Written problem A – Copy out the preemptive charging section word for word, formulas included.

Selection –
-- Start --
3.2. Preemptive Charging

Formulating the EV charging-scheduling problem for preemptive charging is not as straightforward as for non-preemptive charging, since the amount of charging power at a certain time period is represented as a function of the SOC at the outset of the time period. Therefore, it is necessary to include variables representing the SOC at each time period as well as those representing whether EVs are charged for each time period or not. For an EV v, let ${\kappa }_v$ be the number of different SOC values that it can take at the beginning and end of each time period, and let $k\in K\left(v\right)=\{1,\dots ,{\kappa }_v\}$. Then, the k-th SOC value that EV v can take is denoted by $S_v^k$. Note that $S_v^1={\pi }_v^S$ and $S_v^{{\kappa }_v}={\pi }_v^D$, i.e., initial and final SOC of EV v. Finally, the amount of charging power when the starting SOC value is $S_v^k$ is denoted by $F_v^k$, which can be determined a priori according to a given charging profile. The idea of the formulation is that, for each EV, we assign one of the ${\kappa }_v$ different SOC values to each time period in such a way that when k-th SOC value is assigned to time t, (k + 1)-th SOC value is assigned to time t + 1 if the EV is charged at time t and the SOC value remains unchanged at time t + 1 if the EV is not charged at time t. With the notation defined, the mathematical formulation for the preemptive charging case can be developed as

$$\begin{array}{cc}\hfill \left(\mathrm{PCP}\right)\min & \sum _{v\in V}\sum _{t\in T\left(v\right)}{M}^t{y}_v^t+\sum _{t\in T}{\Gamma }^t{q}^t\hfill \end{array}$$

(5)

$$\begin{array}{ccc}\hfill \mathrm{s}.\mathrm{t}.& s_v^t=\sum _{k\in K\left(v\right)}{S}_v^k{\lambda }_v^{tk},\hfill & \hfill \forall v\in V,\forall t\in T\left(v\right),\end{array}$$

(6)
-- End --
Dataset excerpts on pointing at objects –
-- Start --
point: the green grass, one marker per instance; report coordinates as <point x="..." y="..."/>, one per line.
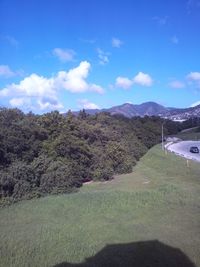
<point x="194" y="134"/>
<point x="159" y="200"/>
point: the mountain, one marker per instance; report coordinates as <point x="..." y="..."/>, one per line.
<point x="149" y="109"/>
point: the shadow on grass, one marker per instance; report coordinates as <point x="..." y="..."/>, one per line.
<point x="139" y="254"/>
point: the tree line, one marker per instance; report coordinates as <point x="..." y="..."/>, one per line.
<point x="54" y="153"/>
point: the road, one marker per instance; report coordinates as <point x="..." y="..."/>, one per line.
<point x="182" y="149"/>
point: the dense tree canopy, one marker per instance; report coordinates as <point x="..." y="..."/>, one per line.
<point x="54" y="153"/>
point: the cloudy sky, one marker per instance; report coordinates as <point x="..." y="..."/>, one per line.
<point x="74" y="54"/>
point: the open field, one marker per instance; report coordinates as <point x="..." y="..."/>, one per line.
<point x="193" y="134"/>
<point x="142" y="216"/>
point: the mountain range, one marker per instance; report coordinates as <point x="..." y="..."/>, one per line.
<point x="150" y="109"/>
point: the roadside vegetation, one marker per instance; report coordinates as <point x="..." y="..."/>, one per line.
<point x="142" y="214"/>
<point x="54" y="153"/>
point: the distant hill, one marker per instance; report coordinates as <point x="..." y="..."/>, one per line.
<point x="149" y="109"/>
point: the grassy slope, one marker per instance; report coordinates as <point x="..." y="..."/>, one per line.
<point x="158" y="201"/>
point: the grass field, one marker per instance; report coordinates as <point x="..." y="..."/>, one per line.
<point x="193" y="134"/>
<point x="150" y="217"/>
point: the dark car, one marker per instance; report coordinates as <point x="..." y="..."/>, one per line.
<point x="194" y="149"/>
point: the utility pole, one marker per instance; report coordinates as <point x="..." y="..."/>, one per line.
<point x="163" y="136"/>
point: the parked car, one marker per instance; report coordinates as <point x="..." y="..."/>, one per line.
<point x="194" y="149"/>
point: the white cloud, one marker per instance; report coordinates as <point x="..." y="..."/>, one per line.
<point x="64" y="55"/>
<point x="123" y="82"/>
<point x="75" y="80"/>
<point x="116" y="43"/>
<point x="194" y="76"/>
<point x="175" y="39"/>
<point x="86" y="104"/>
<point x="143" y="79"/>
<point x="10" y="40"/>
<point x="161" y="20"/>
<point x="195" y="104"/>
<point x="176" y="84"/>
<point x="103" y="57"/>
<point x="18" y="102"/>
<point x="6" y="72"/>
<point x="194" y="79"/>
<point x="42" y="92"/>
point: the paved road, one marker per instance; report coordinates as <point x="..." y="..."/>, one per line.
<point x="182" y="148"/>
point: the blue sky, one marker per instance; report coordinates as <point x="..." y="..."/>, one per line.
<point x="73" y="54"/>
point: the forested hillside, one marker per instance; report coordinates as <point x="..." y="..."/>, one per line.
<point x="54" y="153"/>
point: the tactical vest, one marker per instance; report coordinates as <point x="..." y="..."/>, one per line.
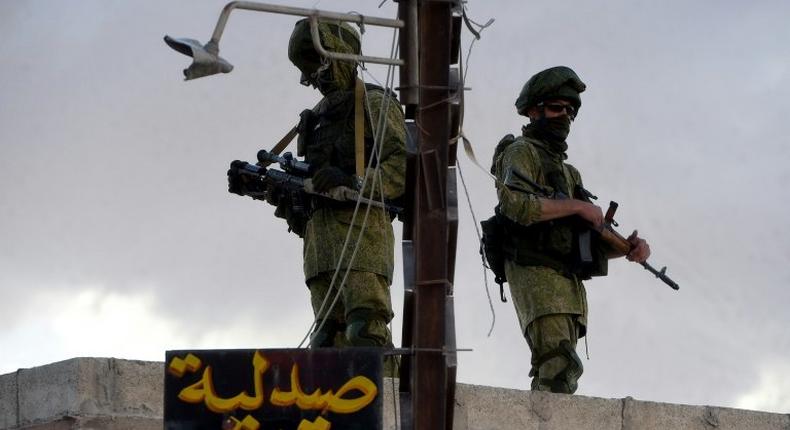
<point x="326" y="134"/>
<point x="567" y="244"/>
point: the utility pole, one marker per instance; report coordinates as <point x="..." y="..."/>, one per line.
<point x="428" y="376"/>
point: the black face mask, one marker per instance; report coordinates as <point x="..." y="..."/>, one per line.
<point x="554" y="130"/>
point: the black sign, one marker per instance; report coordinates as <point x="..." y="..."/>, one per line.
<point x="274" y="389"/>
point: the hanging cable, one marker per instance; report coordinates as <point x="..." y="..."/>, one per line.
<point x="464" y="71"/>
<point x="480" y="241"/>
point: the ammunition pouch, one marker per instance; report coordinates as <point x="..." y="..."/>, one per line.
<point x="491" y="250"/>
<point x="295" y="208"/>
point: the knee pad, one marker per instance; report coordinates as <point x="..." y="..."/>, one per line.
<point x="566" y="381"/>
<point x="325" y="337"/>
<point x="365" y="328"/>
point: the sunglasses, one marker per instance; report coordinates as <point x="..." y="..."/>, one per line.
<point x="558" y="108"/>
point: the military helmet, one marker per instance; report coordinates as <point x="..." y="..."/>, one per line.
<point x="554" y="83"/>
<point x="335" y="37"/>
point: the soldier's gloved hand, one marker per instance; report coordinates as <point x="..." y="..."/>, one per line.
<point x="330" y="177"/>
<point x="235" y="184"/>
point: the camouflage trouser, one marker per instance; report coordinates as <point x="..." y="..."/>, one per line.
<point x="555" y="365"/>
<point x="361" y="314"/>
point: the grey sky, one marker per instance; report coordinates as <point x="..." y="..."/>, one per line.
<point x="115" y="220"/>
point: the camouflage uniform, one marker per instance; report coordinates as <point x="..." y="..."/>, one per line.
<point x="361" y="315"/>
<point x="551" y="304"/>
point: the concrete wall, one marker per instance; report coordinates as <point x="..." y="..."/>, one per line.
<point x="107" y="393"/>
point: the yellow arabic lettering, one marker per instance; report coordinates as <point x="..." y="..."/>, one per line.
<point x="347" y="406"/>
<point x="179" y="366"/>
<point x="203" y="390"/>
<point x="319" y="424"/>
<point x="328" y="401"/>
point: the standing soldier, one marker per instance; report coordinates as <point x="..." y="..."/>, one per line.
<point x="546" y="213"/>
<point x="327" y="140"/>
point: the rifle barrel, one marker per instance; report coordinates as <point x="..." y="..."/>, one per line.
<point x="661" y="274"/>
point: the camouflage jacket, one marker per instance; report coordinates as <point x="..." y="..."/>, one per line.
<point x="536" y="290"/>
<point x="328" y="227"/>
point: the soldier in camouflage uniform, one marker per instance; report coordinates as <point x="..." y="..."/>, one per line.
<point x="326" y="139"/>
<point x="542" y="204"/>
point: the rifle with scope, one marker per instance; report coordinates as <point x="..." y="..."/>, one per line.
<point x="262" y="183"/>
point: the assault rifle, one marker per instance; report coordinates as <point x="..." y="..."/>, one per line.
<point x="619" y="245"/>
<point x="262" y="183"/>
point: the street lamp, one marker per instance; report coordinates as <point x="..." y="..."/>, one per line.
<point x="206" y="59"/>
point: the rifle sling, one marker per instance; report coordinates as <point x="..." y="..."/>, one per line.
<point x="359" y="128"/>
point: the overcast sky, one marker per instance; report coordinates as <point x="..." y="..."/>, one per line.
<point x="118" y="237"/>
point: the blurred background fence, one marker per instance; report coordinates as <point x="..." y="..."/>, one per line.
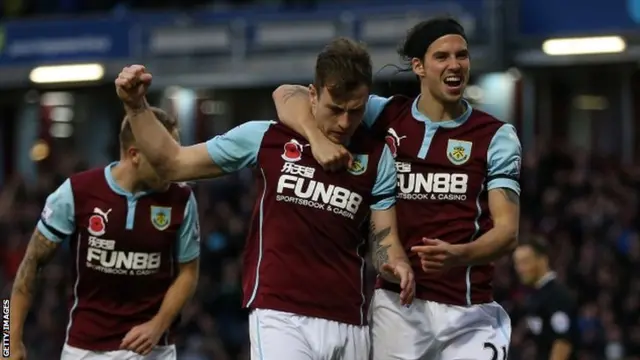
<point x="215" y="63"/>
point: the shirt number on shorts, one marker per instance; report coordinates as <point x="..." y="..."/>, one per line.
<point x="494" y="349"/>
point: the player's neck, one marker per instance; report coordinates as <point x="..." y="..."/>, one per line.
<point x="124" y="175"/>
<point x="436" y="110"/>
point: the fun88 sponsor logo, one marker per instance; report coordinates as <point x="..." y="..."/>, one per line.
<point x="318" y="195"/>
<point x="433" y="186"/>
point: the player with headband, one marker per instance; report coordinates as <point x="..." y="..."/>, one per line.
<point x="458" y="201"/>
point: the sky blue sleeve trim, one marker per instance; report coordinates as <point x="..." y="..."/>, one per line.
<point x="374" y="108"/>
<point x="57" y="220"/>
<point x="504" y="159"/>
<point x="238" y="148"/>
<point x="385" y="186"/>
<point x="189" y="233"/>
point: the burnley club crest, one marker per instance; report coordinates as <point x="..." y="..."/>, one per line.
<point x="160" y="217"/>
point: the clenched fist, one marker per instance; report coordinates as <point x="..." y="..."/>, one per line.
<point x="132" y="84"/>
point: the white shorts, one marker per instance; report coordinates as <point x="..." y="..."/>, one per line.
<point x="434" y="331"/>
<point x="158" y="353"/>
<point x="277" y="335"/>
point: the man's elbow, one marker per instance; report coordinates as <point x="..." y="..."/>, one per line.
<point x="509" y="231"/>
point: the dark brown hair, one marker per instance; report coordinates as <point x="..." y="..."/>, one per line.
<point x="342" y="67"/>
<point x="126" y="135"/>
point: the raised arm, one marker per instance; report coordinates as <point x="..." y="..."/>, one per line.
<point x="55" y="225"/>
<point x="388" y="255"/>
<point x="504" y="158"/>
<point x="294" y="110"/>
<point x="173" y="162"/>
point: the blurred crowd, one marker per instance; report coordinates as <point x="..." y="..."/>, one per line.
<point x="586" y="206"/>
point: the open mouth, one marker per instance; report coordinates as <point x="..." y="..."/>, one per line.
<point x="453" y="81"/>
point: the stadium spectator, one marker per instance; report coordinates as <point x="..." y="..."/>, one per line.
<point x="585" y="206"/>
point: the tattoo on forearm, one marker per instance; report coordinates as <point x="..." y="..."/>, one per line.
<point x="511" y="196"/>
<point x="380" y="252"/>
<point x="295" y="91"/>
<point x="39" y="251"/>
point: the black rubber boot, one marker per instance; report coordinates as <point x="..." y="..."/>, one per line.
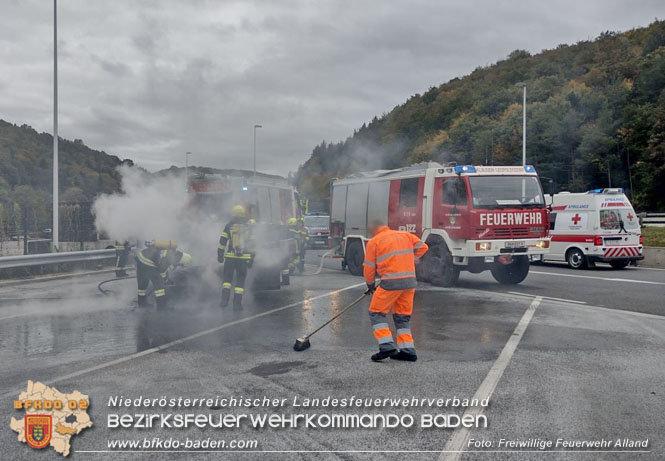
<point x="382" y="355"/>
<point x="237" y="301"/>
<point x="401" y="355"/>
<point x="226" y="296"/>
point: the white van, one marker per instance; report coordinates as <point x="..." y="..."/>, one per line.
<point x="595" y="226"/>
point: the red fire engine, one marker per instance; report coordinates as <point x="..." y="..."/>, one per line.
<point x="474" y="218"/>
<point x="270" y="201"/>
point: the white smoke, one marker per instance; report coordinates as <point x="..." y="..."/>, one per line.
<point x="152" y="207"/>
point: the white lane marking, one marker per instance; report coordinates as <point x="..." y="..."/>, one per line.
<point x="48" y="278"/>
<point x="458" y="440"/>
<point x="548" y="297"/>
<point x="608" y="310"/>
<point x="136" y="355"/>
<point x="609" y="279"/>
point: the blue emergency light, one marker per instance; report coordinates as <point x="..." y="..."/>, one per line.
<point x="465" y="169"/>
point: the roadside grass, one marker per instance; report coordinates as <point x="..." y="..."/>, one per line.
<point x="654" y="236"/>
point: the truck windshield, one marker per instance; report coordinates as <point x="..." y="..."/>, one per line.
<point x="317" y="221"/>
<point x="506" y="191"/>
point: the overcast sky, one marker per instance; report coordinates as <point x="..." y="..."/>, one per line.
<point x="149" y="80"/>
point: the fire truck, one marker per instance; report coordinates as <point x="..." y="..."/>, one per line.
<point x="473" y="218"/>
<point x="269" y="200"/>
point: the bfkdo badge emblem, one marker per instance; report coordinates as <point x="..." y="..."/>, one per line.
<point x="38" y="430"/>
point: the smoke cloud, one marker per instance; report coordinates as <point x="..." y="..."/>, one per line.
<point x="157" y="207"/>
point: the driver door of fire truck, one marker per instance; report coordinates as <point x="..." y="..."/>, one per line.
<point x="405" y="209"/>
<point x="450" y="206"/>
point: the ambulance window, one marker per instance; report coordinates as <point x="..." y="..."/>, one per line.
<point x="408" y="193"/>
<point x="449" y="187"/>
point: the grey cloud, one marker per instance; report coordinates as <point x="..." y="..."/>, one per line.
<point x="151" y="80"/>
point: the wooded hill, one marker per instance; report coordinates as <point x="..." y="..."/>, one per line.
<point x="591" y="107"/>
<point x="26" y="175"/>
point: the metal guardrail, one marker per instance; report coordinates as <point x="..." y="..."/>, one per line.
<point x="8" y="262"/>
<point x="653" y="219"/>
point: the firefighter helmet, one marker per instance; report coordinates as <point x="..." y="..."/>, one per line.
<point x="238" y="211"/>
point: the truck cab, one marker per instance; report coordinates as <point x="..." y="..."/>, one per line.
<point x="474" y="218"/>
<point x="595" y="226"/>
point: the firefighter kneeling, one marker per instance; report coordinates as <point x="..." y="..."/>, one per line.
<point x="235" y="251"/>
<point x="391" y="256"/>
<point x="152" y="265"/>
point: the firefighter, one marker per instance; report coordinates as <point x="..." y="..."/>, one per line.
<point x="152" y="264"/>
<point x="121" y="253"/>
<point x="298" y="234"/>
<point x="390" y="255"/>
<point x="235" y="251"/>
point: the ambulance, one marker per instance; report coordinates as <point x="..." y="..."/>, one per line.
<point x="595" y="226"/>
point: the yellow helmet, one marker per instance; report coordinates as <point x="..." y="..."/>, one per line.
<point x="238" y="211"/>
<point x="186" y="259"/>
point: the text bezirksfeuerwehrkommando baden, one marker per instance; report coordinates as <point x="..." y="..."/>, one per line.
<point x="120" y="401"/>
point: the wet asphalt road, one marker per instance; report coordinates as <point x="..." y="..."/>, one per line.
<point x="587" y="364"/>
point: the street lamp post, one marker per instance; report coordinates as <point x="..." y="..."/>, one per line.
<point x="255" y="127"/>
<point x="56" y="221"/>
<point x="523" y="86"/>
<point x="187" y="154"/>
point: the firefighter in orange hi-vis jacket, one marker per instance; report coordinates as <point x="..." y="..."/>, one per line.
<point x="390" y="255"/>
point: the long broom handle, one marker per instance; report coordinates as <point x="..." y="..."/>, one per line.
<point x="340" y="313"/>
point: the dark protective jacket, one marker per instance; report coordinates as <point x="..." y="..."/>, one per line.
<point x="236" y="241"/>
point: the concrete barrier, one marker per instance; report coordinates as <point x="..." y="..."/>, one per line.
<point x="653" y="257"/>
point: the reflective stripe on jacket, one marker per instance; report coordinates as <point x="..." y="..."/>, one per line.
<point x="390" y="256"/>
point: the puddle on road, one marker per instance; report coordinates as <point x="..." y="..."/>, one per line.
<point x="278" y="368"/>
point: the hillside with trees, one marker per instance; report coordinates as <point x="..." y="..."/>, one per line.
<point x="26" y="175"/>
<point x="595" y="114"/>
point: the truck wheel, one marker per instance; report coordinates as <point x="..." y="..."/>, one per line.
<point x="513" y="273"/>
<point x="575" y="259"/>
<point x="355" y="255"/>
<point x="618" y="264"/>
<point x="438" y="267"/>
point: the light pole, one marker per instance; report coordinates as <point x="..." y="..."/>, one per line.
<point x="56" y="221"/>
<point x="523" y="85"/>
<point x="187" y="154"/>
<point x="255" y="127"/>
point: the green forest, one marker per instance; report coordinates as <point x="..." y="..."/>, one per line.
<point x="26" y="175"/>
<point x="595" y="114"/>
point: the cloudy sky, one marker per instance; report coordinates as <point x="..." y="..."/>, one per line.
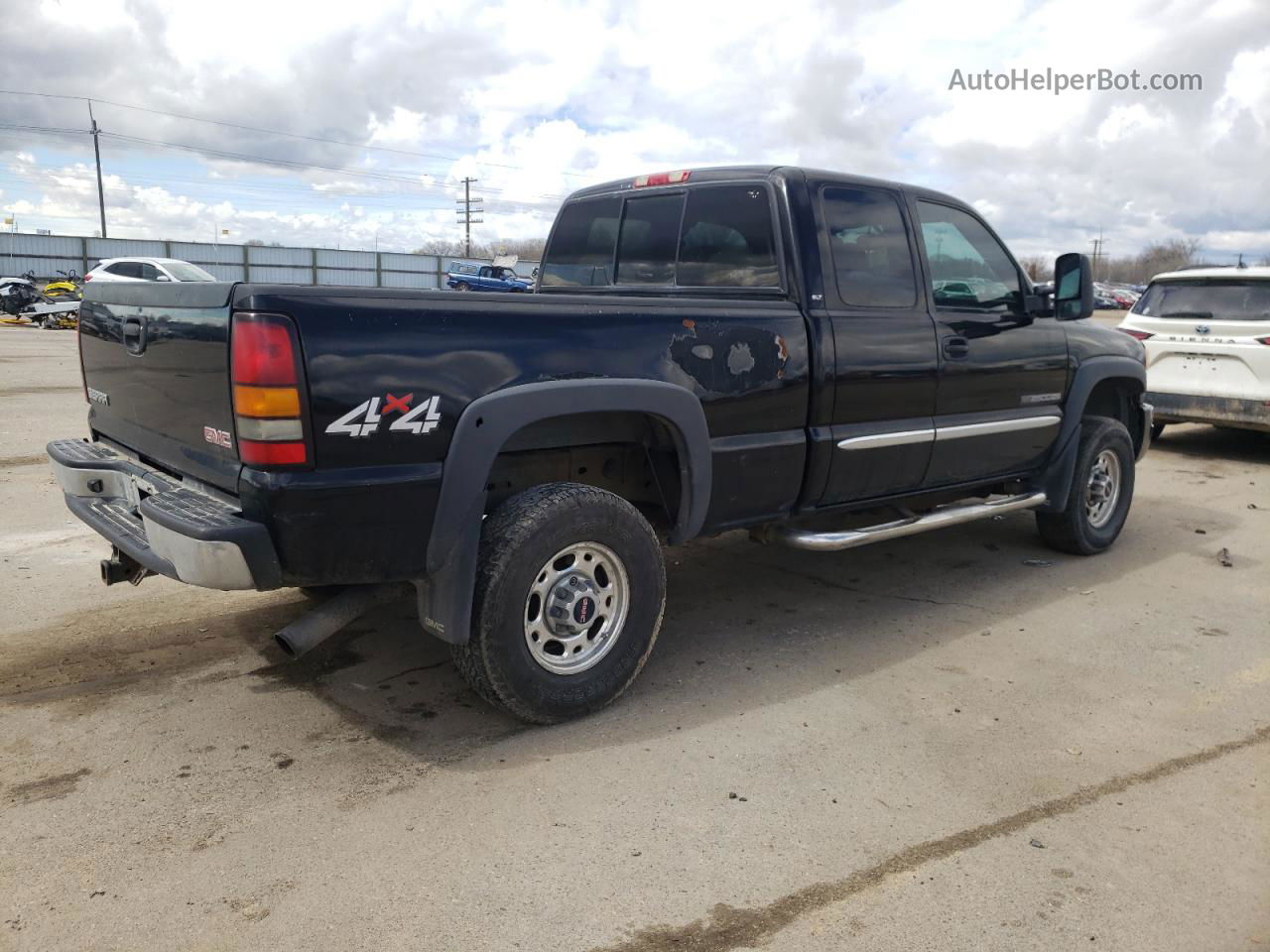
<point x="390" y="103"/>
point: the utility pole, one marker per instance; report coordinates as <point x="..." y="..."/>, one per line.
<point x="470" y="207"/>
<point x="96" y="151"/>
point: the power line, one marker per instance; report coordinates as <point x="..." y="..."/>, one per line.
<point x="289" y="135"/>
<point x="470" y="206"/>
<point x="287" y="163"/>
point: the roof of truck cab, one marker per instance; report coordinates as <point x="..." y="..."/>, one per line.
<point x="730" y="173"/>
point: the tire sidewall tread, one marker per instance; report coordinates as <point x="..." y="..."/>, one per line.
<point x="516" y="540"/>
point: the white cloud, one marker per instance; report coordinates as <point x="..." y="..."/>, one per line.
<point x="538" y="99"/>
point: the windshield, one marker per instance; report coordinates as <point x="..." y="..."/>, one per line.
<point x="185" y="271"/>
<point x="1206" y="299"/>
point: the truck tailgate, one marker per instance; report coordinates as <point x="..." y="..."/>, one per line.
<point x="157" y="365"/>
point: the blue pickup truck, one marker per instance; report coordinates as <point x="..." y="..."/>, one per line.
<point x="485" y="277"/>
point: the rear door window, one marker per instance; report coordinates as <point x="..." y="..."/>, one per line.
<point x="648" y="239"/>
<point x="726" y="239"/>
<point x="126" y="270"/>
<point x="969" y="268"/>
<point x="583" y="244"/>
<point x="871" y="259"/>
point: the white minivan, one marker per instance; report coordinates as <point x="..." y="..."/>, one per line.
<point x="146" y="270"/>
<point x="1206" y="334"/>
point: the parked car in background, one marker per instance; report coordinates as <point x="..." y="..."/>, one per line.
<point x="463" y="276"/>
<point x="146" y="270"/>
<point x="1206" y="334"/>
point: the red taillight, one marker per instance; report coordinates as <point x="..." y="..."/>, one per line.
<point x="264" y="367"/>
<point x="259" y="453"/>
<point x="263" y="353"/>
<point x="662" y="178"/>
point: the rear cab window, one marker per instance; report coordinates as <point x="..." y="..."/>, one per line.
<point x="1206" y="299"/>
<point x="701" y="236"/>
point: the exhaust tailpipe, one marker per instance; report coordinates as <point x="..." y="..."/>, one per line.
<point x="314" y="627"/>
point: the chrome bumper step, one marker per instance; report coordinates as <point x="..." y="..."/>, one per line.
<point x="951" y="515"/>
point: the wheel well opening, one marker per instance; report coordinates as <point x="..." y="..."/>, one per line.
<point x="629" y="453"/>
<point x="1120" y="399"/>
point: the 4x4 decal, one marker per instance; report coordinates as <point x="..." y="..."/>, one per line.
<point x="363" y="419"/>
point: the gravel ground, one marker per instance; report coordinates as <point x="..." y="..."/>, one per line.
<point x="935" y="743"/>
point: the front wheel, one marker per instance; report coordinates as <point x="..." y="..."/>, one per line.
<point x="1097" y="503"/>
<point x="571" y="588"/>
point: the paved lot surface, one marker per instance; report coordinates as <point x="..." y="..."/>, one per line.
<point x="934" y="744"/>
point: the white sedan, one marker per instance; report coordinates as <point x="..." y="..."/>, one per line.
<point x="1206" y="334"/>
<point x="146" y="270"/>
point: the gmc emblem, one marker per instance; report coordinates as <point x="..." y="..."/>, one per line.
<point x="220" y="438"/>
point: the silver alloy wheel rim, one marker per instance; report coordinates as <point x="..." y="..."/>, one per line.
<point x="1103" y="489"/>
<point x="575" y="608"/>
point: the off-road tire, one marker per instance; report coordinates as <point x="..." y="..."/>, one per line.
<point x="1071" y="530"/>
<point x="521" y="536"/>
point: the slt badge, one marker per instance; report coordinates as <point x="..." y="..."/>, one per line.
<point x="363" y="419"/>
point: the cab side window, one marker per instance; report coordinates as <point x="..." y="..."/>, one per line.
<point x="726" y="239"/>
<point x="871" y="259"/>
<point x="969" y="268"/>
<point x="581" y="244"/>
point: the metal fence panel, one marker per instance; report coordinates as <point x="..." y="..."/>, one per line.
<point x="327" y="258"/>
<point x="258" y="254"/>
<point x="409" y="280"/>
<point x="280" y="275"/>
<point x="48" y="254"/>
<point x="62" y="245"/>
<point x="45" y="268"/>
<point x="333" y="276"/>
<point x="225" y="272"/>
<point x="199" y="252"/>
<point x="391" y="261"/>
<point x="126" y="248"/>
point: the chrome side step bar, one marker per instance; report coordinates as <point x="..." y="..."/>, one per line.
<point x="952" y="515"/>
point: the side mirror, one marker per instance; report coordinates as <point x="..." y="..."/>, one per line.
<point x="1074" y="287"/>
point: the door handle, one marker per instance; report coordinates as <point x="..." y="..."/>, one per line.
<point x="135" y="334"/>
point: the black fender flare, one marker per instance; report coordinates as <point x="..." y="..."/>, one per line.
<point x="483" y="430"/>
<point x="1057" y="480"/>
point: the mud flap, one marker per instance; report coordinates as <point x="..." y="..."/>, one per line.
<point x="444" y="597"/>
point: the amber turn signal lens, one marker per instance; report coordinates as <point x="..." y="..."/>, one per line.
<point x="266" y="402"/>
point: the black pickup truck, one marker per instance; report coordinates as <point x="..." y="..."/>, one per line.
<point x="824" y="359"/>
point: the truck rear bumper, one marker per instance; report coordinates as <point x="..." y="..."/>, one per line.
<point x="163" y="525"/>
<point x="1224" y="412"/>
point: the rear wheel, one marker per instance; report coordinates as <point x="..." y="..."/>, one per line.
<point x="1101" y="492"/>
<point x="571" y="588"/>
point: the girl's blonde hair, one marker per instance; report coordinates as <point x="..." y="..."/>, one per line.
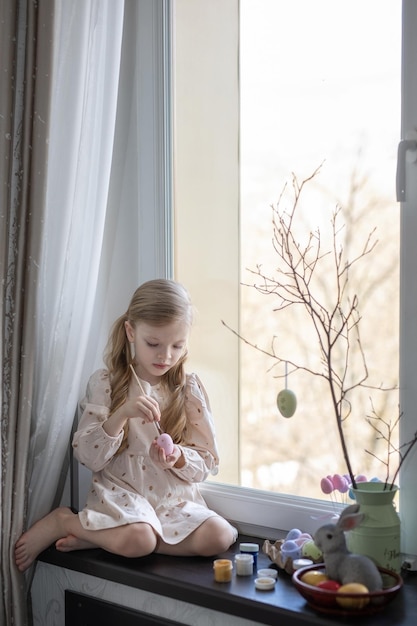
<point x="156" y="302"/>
-- End --
Written problem B – How many lines of the rows above contain the string "fence", with case counting? Reply with the number only.

Exercise solution A –
3.2. Preemptive Charging

Formulating the EV charging-scheduling problem for preemptive charging is not as straightforward as for non-preemptive charging, since the amount of charging power at a certain time period is represented as a function of the SOC at the outset of the time period. Therefore, it is necessary to include variables representing the SOC at each time period as well as those representing whether EVs are charged for each time period or not. For an EV v, let ${\kappa }_v$ be the number of different SOC values that it can take at the beginning and end of each time period, and let $k\in K\left(v\right)=\{1,\dots ,{\kappa }_v\}$. Then, the k-th SOC value that EV v can take is denoted by $S_v^k$. Note that $S_v^1={\pi }_v^S$ and $S_v^{{\kappa }_v}={\pi }_v^D$, i.e., initial and final SOC of EV v. Finally, the amount of charging power when the starting SOC value is $S_v^k$ is denoted by $F_v^k$, which can be determined a priori according to a given charging profile. The idea of the formulation is that, for each EV, we assign one of the ${\kappa }_v$ different SOC values to each time period in such a way that when k-th SOC value is assigned to time t, (k + 1)-th SOC value is assigned to time t + 1 if the EV is charged at time t and the SOC value remains unchanged at time t + 1 if the EV is not charged at time t. With the notation defined, the mathematical formulation for the preemptive charging case can be developed as

$$\begin{array}{cc}\hfill \left(\mathrm{PCP}\right)\min & \sum _{v\in V}\sum _{t\in T\left(v\right)}{M}^t{y}_v^t+\sum _{t\in T}{\Gamma }^t{q}^t\hfill \end{array}$$

(5)

$$\begin{array}{ccc}\hfill \mathrm{s}.\mathrm{t}.& s_v^t=\sum _{k\in K\left(v\right)}{S}_v^k{\lambda }_v^{tk},\hfill & \hfill \forall v\in V,\forall t\in T\left(v\right),\end{array}$$

(6)

Exercise solution B – 2